- [WHAT THIS TASK INVOLVES] Copy out the entries below precisely; nothing is to be omitted.

- [TASK INPUT]
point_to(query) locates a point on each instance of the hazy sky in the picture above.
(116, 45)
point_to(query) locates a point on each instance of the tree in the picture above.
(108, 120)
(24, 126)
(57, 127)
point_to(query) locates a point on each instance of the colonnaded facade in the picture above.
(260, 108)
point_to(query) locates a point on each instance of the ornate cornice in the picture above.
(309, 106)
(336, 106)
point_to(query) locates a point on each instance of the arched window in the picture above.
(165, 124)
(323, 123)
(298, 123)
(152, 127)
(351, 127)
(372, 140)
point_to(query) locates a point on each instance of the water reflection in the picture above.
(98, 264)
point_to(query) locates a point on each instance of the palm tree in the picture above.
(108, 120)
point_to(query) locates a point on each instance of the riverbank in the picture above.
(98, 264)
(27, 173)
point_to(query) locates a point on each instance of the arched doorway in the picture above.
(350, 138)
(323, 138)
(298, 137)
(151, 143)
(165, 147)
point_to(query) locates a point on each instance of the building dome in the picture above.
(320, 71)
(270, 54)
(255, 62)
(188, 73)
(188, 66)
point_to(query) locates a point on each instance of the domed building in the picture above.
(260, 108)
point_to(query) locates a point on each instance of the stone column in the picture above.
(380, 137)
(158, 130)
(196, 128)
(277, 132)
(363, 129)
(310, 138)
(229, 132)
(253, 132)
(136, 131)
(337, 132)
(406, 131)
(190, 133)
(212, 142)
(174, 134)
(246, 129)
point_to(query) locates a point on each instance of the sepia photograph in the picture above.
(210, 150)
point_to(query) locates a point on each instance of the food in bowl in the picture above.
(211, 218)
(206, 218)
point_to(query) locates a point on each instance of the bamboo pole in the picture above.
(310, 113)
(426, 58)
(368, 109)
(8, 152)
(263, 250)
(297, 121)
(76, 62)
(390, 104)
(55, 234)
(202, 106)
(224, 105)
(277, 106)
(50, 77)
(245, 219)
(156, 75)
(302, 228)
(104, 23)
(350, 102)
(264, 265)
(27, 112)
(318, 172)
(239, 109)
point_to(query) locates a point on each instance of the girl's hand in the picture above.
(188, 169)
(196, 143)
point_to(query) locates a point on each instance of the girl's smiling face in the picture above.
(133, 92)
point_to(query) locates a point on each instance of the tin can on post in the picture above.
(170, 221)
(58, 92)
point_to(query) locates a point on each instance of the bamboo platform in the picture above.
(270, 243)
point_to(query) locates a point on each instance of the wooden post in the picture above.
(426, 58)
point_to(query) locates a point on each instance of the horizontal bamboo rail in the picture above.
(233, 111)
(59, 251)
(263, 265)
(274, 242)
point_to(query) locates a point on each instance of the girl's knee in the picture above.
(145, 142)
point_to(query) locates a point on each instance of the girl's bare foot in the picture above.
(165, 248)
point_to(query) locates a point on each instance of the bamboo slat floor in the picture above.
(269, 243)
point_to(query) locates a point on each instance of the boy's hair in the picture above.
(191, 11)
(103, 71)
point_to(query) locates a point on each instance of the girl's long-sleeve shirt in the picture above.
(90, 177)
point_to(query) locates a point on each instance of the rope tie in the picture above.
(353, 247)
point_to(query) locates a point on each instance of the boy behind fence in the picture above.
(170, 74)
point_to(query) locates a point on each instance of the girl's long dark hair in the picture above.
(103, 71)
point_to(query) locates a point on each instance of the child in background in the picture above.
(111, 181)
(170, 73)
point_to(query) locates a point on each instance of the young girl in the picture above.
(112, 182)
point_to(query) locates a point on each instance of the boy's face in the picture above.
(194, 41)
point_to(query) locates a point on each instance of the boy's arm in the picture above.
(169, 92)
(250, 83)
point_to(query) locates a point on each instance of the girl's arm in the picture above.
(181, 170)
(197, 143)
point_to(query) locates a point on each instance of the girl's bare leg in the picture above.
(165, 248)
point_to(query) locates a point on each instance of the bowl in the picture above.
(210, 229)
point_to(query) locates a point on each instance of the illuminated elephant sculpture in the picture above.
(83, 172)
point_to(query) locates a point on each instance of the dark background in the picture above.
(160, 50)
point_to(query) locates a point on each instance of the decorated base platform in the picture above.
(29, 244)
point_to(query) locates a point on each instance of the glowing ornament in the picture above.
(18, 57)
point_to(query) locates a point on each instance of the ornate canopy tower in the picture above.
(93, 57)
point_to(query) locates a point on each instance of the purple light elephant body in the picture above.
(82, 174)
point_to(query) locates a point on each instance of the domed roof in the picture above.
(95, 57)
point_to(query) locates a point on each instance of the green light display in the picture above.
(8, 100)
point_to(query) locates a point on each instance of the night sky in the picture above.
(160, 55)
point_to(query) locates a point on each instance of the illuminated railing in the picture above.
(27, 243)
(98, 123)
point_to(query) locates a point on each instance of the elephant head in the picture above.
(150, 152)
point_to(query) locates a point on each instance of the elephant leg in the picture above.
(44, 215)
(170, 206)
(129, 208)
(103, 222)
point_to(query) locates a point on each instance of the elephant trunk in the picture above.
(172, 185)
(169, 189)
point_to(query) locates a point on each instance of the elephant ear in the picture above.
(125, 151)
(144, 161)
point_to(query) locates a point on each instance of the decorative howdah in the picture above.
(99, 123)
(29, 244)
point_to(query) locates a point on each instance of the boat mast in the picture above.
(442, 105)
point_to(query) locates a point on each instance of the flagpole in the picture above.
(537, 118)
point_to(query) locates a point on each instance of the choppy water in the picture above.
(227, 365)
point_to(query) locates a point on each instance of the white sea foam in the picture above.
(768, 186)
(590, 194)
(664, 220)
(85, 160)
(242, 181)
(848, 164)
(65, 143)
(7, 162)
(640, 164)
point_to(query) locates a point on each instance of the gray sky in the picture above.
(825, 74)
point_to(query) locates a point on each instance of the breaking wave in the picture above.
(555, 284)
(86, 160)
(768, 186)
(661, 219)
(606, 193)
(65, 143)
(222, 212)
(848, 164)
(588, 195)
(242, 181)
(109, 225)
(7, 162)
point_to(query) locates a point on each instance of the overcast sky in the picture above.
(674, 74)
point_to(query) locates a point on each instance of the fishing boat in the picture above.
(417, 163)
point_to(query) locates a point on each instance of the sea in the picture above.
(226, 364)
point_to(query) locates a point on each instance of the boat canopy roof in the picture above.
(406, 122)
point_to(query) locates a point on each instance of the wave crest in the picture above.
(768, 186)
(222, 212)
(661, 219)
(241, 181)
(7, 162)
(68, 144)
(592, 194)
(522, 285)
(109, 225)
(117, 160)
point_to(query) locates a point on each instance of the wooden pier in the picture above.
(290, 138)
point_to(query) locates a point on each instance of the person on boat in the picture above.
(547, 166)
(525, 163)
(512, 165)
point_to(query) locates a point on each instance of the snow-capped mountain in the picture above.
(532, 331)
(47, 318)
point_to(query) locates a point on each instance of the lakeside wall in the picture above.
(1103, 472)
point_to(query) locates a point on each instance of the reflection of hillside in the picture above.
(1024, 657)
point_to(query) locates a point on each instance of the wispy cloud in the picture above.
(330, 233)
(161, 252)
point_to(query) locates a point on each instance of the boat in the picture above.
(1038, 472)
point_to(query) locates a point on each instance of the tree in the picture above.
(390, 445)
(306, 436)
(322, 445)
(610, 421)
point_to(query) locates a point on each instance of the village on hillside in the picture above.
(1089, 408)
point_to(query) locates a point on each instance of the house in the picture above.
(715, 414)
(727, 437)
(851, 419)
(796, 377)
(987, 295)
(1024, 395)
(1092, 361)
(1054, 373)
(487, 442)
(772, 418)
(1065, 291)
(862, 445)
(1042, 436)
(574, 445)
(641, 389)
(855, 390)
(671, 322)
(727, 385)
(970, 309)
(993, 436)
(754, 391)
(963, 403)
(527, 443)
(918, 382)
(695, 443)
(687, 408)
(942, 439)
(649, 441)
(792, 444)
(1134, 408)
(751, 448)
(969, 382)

- [PROBLEM SOLUTION]
point_to(query) locates a point on each instance of the hazy sky in the picture above.
(116, 45)
point_to(query) locates a point on each instance of the tree in the picture above.
(108, 120)
(24, 126)
(57, 127)
point_to(query) locates a point on each instance of the colonnaded facade in the picture above.
(260, 108)
point_to(query) locates a point on each instance of the ornate cornice in the picture above.
(309, 106)
(336, 106)
point_to(query) locates a point on each instance of the arched window in the picture above.
(165, 124)
(323, 123)
(298, 123)
(152, 127)
(351, 127)
(372, 140)
point_to(query) locates a point on each instance of the water reflection in the picture above.
(98, 264)
point_to(query) locates a point on each instance of the palm tree in the picture above.
(108, 120)
point_to(query) locates a point on each instance of the riverbank in the picture above.
(98, 264)
(27, 173)
point_to(query) locates a point on each instance of the arched doorway in the picture above.
(350, 138)
(323, 138)
(298, 137)
(151, 143)
(165, 147)
point_to(query) locates a point on each instance of the building dome in the picture above.
(320, 71)
(270, 54)
(255, 62)
(188, 73)
(188, 66)
point_to(query) locates a point on each instance of the domed building in the picture above.
(260, 108)
point_to(query) locates a point on each instance of the stone column in the picture above.
(380, 137)
(158, 130)
(196, 128)
(277, 132)
(363, 129)
(310, 138)
(229, 132)
(253, 132)
(136, 131)
(337, 132)
(406, 131)
(190, 133)
(212, 142)
(174, 134)
(246, 129)
point_to(query) locates a point on each instance of the sepia photograph in the picture above.
(210, 150)
point_to(query) locates a point on each instance of the food in bowl in the picture above.
(211, 218)
(206, 218)
point_to(query) locates a point on each instance of the bamboo pole in the picture above.
(310, 113)
(426, 58)
(368, 109)
(8, 152)
(263, 250)
(297, 121)
(76, 62)
(390, 104)
(55, 234)
(202, 106)
(224, 105)
(277, 106)
(50, 77)
(245, 219)
(156, 75)
(302, 228)
(104, 23)
(350, 102)
(264, 265)
(27, 112)
(318, 172)
(239, 109)
point_to(query) locates a point on each instance of the girl's hand in the picture above.
(188, 169)
(196, 143)
point_to(query) locates a point on each instance of the girl's smiling face in the picture above.
(133, 92)
point_to(query) locates a point on each instance of the tin can on post in the picture above.
(170, 221)
(58, 92)
point_to(query) locates a point on each instance of the bamboo platform in the picture above.
(270, 243)
point_to(query) locates a point on each instance of the wooden post in the picture above.
(426, 58)
point_to(query) locates a point on each instance of the horizontal bamboo rail in the picture above.
(233, 111)
(59, 251)
(263, 265)
(274, 242)
point_to(query) locates a point on each instance of the girl's knee in the picture above.
(145, 142)
point_to(query) locates a point on each instance of the girl's bare foot in the picture above.
(165, 248)
point_to(query) locates a point on each instance of the bamboo slat floor in the picture above.
(269, 243)
point_to(query) locates a point on each instance of the boy's hair in the picture above.
(191, 11)
(103, 71)
point_to(query) locates a point on each instance of the girl's long-sleeve shirt in the picture above.
(90, 177)
point_to(query) locates a point on each instance of the rope tie in the picture above.
(353, 247)
point_to(query) locates a point on each instance of the boy behind fence in the picture above.
(170, 74)
point_to(query) locates a point on each instance of the girl's long dark hair in the picture above.
(103, 71)
point_to(query) locates a point on each instance of the child in background in the picture above.
(111, 181)
(170, 73)
point_to(query) locates a point on each instance of the young girl in the picture above.
(112, 182)
point_to(query) locates a point on each instance of the boy's face in the picture above.
(194, 41)
point_to(query) locates a point on each instance of the boy's arm in the picture above.
(169, 92)
(250, 83)
point_to(query) locates a point on each instance of the girl's arm in the picture above.
(181, 170)
(197, 143)
point_to(query) locates a point on each instance of the girl's bare leg in the picture above.
(165, 248)
point_to(query) locates a point on each instance of the bowl in the picture above.
(210, 229)
point_to(query) locates a point on each instance of the illuminated elephant sculpture in the picture above.
(83, 172)
point_to(query) locates a point on each instance of the dark background in the picture above.
(160, 50)
point_to(query) locates a point on each instance of the decorated base platform in the picture above.
(29, 244)
point_to(query) locates a point on each instance of the glowing ornament in the picture above.
(18, 57)
point_to(query) locates a point on each instance of the ornate canopy tower in the picture above.
(93, 57)
point_to(query) locates a point on each instance of the purple light elephant body in the picture above.
(82, 174)
point_to(query) locates a point on each instance of the domed roof in the picture above.
(95, 57)
point_to(query) locates a point on each instance of the green light display in the picture above.
(8, 100)
point_to(query) locates a point on each instance of the night sky in the picture above.
(160, 55)
point_to(query) locates a point on each instance of the illuminated railing in the picture above.
(27, 243)
(98, 123)
point_to(query) locates a point on each instance of the elephant head in the picture above.
(150, 152)
point_to(query) locates a point on each instance of the elephant leg in the picture above.
(44, 215)
(170, 206)
(129, 208)
(103, 222)
point_to(query) locates a point on each instance of the elephant trunk in the picture above.
(172, 185)
(169, 189)
point_to(query) locates a point on each instance of the elephant ear in the picture above.
(125, 151)
(144, 161)
point_to(query) locates a point on each instance of the decorative howdah in the picture above.
(99, 123)
(29, 244)
point_to(query) locates a point on each instance of the boat mast in the picture above.
(442, 105)
point_to(query) locates a point on each instance of the flagpole in the picture above.
(537, 118)
point_to(query) locates a point on each instance of the choppy water in the picture above.
(227, 365)
point_to(query) locates a point on each instance of the white sea foam in the picture above.
(768, 186)
(590, 194)
(664, 220)
(85, 160)
(242, 181)
(848, 164)
(65, 143)
(7, 162)
(640, 164)
point_to(query) locates a point on each instance of the gray sky in the picture above.
(825, 74)
point_to(query) locates a point on each instance of the breaking wave in the picture above.
(555, 284)
(86, 160)
(768, 186)
(661, 219)
(606, 193)
(65, 143)
(222, 212)
(848, 164)
(588, 195)
(242, 181)
(109, 225)
(7, 162)
point_to(query) locates a point on each instance of the overcast sky in the picture above.
(674, 74)
point_to(query) locates a point on each instance of the fishing boat in the picture above.
(417, 163)
point_to(query) locates a point on each instance of the sea in the picture above.
(226, 364)
point_to(query) locates a point on each instance of the boat canopy roof in the picture above.
(406, 122)
point_to(query) locates a point on each instance of the wave crest in the picture above.
(768, 186)
(222, 212)
(661, 219)
(241, 181)
(7, 162)
(68, 144)
(592, 194)
(522, 285)
(109, 225)
(117, 160)
point_to(query) locates a point on each instance of the wooden pier in the picture above.
(290, 138)
point_to(query) locates a point on each instance of the person on boat in the picture above.
(547, 166)
(525, 163)
(512, 165)
point_to(query) locates a point on each instance of the snow-capped mountain in the picture above.
(532, 331)
(47, 318)
point_to(query) locates a point on each instance of the lakeside wall in the picture above.
(1103, 472)
point_to(query) locates a point on each instance of the reflection of hillside in the picture above.
(1024, 657)
point_to(query) locates a point on each instance of the wispy cloud in the picture above.
(330, 233)
(161, 252)
point_to(query) locates a point on each instance of the boat in the picture above.
(1038, 472)
point_to(query) locates a point on each instance of the tree in the picture above.
(390, 445)
(306, 436)
(322, 445)
(610, 421)
point_to(query) locates a point on each instance of the village on hillside in the picture above.
(1089, 408)
point_to(query) locates a point on each instance of the house in the picture above.
(715, 414)
(727, 437)
(851, 419)
(796, 377)
(987, 295)
(1024, 395)
(1092, 361)
(1054, 373)
(487, 442)
(772, 418)
(1065, 291)
(862, 445)
(1042, 436)
(574, 445)
(641, 389)
(855, 390)
(671, 322)
(727, 385)
(970, 309)
(993, 436)
(754, 391)
(963, 403)
(527, 443)
(918, 382)
(695, 443)
(687, 408)
(942, 439)
(649, 441)
(792, 444)
(1134, 408)
(751, 448)
(969, 382)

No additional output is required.